> **Requirement**
Would you find each line in the entries below with the string "window" and copy it?

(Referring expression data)
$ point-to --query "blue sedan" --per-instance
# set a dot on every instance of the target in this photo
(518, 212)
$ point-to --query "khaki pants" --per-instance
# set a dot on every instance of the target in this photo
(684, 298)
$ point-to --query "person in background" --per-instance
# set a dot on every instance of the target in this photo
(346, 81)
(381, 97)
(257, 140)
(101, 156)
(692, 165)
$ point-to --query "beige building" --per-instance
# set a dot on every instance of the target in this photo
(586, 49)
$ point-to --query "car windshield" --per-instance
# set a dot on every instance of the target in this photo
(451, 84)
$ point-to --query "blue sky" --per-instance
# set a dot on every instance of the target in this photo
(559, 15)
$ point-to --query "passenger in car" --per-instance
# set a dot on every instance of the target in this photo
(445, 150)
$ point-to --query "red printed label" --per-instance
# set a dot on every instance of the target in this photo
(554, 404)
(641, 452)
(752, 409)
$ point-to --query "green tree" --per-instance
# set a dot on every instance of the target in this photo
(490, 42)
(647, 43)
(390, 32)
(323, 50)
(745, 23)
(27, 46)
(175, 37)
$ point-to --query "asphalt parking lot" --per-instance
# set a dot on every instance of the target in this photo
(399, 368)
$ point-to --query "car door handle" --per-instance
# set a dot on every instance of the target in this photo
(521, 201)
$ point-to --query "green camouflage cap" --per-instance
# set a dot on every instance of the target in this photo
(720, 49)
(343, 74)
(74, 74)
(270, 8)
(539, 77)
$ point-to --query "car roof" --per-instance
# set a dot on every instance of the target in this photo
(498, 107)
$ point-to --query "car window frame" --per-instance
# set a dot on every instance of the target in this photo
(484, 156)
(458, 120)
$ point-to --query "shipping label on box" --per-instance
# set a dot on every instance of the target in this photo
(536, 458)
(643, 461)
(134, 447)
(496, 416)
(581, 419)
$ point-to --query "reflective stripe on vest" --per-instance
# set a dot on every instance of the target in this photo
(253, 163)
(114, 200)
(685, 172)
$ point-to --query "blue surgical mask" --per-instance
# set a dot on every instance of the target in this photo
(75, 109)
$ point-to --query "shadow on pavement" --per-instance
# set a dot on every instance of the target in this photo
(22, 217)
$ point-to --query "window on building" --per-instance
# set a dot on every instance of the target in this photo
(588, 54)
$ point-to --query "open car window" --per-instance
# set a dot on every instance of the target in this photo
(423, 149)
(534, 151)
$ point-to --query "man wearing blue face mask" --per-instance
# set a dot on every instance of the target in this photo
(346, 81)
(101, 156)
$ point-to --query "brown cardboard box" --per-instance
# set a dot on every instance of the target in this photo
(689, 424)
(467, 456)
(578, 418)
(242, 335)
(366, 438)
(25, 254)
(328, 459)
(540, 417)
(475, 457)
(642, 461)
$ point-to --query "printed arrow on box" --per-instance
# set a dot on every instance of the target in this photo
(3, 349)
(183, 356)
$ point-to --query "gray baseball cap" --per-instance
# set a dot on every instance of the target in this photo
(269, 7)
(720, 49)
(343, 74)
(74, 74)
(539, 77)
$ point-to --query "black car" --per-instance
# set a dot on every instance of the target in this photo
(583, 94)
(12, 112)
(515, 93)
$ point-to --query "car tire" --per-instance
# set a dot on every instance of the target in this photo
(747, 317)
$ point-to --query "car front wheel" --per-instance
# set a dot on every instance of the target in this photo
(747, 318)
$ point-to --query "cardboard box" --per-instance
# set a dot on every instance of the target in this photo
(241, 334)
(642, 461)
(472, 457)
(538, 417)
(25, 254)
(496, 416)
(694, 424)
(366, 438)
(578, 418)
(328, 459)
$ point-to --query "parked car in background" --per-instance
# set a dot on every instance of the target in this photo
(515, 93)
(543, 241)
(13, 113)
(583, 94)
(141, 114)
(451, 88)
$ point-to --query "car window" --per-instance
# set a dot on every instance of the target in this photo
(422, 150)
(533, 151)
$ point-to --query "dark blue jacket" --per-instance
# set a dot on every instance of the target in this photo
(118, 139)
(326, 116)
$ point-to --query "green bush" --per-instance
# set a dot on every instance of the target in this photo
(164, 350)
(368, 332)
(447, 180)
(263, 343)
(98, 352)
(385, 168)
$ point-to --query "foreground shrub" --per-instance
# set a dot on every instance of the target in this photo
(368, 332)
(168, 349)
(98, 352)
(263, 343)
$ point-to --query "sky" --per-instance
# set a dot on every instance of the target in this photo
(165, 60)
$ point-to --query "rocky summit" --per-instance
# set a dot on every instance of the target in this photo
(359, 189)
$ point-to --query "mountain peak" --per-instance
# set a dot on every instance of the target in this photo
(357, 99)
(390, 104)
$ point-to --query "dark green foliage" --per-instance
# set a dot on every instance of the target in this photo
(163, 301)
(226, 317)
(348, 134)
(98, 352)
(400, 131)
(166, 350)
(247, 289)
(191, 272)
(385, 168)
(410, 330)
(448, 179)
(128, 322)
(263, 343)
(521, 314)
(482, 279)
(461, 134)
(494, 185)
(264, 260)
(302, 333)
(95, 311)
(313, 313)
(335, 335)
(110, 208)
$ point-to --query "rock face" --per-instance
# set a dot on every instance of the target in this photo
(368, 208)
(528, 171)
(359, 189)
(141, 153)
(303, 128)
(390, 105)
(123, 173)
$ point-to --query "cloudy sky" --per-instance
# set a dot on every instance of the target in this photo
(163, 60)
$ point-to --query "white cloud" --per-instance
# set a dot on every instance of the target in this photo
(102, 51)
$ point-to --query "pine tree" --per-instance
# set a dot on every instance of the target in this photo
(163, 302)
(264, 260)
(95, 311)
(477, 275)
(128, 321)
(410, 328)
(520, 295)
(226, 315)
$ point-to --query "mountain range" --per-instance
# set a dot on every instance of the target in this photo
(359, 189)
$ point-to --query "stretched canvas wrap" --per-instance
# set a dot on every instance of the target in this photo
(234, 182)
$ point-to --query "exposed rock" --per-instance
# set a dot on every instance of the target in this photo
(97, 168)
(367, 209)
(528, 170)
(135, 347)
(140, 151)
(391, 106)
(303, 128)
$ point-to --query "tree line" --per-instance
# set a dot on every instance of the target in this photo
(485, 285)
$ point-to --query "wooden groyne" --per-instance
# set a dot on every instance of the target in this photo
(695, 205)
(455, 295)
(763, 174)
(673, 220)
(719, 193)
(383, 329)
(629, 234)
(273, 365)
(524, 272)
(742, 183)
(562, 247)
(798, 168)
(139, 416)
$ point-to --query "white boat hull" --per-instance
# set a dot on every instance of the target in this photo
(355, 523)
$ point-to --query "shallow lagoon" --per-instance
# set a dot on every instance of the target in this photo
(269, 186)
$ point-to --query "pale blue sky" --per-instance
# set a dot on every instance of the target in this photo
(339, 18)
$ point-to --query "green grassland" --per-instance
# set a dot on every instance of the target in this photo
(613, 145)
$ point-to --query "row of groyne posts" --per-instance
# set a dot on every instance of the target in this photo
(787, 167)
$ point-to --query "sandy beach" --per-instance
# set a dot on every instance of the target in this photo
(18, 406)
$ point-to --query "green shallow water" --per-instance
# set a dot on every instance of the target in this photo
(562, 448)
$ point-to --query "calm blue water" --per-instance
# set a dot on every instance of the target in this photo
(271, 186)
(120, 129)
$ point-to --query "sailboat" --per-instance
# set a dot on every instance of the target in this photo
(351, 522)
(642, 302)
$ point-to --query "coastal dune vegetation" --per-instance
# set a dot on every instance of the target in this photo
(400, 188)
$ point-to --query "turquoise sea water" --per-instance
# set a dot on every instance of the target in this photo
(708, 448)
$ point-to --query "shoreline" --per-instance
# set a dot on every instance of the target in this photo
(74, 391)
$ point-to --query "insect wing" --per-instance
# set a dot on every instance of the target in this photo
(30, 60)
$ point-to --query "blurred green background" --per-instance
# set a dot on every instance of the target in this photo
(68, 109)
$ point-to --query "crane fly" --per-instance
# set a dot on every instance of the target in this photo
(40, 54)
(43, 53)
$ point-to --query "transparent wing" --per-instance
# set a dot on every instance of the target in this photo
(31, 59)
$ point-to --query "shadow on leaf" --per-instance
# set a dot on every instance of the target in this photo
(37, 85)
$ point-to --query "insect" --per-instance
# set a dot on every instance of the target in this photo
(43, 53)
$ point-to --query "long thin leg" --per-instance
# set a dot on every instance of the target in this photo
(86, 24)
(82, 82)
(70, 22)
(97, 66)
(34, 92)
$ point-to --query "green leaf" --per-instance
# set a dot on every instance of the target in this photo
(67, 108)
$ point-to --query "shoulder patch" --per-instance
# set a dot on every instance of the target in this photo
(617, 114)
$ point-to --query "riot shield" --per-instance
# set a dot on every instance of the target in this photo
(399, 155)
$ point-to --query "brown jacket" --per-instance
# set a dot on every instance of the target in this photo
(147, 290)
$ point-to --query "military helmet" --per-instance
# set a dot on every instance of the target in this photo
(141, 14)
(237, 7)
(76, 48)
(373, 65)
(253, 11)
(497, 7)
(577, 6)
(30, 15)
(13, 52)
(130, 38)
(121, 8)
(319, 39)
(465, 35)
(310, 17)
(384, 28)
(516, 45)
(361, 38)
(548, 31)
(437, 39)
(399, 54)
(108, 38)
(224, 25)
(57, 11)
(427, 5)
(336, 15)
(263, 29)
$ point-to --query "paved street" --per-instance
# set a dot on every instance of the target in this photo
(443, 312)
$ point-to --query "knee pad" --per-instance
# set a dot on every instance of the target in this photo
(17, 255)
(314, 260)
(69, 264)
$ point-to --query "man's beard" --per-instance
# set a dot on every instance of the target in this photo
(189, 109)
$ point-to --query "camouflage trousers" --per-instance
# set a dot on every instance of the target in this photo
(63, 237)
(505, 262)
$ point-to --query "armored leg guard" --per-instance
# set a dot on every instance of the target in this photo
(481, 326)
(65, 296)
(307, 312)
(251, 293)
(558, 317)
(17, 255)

> **Response to the task**
$ point-to --query "car window frame" --per-instance
$ point-to --query "window on building" --per-instance
$ point-to --query "open car window" --per-instance
$ point-to --query "car window" --per-instance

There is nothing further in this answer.